• Cel ćwiczenia: Przepisz dokładnie z zamieszczonego niżej tekstu o obozie na Harvard Yard fragment między „Wchodząc na zamknięty” a „zderzenia światopoglądowej odmienności.”, łącznie z tymi słowami.

• Fragment dokumentu:
□ □ □
Wchodząc na zamknięty dla postronnych gości kampus Uniwersytetu Harvarda, w jego najstarszej części zobaczyłem obóz solidarności ze Strefą Gazy. Harvard Yard, z propalestyńskim miasteczkiem namiotowym i hasłami: „Stop z ludobójstwem!” z jednej strony, i hasłami „przeciw antysemityzmowi” wykrzykiwanymi przez studentów żydowskich przed bramą wejściową przy Harvard Square z drugiej strony, stał się tej wiosny symbolem wolności słowa, a zarazem przestrzenią zderzenia światopoglądowej odmienności.
W eseju pt. „Harwardzki Yard – wolność słowa a idea uniwersyteckiej edukacji” opublikowanym w Forum Akademickim nr. 9 2024 rozważam, jak pogodzić opowieść o ponadczasowych wartościach uniwersyteckiej edukacji z reakcjami studentów na bieżące konflikty.
□ □ □
• Prezentowane informacje:
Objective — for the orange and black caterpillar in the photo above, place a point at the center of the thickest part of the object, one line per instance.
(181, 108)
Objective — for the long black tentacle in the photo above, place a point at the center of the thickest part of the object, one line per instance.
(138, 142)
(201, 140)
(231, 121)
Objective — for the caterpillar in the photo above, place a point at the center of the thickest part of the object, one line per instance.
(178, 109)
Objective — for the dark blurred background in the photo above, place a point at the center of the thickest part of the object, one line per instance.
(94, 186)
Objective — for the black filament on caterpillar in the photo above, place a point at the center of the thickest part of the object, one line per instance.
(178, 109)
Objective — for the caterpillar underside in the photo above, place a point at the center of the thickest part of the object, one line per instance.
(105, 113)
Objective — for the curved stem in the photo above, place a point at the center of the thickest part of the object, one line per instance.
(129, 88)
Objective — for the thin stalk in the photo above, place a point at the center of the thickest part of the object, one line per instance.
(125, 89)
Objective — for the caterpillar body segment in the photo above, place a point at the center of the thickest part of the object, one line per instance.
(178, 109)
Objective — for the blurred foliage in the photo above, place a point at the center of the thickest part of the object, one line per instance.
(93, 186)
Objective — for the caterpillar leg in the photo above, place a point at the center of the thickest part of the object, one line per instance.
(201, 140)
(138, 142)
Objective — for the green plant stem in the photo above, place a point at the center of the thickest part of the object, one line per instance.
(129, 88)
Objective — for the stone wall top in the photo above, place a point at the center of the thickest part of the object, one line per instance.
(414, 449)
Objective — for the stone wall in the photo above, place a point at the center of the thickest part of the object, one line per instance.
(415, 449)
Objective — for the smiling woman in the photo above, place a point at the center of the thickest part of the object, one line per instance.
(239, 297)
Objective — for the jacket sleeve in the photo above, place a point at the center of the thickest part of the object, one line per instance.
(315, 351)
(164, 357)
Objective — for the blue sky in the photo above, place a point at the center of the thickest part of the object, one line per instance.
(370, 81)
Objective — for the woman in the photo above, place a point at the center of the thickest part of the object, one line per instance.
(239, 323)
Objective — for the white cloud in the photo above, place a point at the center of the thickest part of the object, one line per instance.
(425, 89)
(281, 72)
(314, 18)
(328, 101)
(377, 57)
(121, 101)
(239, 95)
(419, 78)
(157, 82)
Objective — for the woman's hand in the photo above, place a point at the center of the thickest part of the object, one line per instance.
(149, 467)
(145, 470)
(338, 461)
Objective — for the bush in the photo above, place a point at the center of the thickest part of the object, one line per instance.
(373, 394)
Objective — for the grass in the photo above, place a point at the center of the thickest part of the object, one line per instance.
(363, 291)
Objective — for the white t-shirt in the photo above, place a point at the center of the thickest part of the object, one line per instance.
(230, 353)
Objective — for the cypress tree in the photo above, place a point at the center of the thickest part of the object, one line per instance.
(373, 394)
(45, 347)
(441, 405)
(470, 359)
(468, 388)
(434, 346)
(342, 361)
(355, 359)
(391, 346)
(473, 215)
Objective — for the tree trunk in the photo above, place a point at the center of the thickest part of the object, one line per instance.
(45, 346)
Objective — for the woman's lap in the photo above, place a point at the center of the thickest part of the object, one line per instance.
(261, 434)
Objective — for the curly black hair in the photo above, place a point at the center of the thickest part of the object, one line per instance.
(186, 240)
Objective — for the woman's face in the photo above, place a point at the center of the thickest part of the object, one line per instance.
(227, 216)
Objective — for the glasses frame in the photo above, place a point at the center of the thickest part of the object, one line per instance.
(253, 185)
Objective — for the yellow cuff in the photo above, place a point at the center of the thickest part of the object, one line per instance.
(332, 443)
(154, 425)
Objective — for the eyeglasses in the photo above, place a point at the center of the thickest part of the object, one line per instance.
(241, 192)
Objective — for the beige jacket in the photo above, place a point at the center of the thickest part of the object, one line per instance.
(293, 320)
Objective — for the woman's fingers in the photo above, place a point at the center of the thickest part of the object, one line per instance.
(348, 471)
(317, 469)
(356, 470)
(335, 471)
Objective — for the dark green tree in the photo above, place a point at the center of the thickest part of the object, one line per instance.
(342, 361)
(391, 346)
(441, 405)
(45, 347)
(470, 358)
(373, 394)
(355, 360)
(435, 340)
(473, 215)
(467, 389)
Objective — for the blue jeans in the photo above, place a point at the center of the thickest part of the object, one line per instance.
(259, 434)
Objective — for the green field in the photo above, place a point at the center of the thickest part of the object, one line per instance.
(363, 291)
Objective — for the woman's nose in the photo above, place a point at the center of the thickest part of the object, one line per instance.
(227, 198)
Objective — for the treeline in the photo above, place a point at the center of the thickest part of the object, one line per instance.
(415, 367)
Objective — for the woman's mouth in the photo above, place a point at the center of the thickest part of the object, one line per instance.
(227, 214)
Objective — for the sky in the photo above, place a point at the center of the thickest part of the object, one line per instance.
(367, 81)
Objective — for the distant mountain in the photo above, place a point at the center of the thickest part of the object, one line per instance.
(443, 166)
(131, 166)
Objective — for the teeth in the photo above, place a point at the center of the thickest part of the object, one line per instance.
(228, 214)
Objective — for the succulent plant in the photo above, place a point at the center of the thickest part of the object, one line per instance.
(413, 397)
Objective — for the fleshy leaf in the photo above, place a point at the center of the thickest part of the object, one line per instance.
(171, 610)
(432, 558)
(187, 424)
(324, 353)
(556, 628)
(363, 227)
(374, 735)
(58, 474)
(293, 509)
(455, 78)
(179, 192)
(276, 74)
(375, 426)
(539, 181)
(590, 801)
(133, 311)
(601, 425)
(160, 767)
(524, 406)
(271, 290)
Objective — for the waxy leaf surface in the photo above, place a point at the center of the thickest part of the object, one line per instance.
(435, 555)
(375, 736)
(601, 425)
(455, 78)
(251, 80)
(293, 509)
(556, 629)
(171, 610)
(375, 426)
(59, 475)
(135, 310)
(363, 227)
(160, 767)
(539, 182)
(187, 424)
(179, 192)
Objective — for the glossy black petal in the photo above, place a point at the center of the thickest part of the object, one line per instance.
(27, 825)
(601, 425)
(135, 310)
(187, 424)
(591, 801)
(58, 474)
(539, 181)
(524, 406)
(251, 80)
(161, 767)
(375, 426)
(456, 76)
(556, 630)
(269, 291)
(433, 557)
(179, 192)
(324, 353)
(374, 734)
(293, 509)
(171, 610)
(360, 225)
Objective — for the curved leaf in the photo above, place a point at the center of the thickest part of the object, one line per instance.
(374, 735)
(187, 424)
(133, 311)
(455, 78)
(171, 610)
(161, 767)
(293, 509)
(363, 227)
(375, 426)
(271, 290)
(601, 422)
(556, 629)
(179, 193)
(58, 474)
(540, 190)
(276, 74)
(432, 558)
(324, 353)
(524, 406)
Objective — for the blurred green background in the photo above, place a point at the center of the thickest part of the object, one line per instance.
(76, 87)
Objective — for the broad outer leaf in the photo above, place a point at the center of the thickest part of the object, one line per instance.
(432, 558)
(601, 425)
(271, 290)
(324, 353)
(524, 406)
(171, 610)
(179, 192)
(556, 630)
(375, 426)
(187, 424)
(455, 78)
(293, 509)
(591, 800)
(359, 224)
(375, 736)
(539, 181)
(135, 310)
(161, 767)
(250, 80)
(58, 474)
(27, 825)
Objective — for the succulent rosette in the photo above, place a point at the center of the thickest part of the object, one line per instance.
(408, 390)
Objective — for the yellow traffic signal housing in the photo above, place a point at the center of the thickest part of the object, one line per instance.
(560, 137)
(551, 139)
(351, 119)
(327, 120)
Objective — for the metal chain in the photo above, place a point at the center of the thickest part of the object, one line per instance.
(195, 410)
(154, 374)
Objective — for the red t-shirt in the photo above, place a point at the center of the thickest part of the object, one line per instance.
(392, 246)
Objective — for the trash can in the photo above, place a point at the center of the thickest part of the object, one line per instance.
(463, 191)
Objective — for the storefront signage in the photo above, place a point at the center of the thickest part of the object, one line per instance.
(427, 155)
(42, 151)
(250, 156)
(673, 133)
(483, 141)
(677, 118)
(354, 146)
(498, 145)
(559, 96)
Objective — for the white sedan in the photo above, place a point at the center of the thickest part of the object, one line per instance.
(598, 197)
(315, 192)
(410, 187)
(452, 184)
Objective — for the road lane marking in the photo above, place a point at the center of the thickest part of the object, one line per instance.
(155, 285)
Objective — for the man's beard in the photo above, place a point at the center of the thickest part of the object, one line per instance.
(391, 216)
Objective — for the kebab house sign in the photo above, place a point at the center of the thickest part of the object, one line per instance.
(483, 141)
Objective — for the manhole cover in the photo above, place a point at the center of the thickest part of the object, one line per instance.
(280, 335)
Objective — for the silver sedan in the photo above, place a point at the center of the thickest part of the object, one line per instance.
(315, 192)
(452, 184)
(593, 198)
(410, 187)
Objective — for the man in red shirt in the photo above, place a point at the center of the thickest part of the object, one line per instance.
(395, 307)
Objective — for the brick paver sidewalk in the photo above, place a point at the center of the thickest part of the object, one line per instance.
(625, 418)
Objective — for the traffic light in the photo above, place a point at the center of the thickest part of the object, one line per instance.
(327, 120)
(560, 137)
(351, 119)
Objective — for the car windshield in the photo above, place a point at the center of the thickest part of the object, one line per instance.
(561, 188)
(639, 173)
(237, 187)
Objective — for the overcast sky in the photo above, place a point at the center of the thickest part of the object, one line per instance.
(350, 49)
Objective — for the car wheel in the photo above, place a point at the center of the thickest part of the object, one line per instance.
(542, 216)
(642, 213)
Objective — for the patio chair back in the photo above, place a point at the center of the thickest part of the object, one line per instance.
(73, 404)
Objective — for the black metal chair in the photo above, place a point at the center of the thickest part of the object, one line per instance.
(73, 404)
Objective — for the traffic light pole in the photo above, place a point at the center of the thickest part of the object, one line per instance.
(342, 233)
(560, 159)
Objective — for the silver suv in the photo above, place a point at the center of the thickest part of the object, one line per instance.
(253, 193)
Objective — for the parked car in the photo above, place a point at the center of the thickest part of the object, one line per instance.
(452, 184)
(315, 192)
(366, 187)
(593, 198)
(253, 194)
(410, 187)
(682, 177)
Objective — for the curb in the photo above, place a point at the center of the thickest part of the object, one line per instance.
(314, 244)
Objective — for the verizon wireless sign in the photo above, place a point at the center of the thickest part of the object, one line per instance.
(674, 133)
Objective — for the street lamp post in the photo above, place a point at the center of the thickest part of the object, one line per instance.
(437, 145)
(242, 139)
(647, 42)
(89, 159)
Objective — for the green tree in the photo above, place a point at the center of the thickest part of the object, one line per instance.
□ □ □
• Rozwiązanie pisemne:
Wchodząc na zamknięty dla postronnych gości kampus Uniwersytetu Harvarda, w jego najstarszej części zobaczyłem obóz solidarności ze Strefą Gazy. Harvard Yard, z propalestyńskim miasteczkiem namiotowym i hasłami: „Stop z ludobójstwem!” z jednej strony, i hasłami „przeciw antysemityzmowi” wykrzykiwanymi przez studentów żydowskich przed bramą wejściową przy Harvard Square z drugiej strony, stał się tej wiosny symbolem wolności słowa, a zarazem przestrzenią zderzenia światopoglądowej odmienności.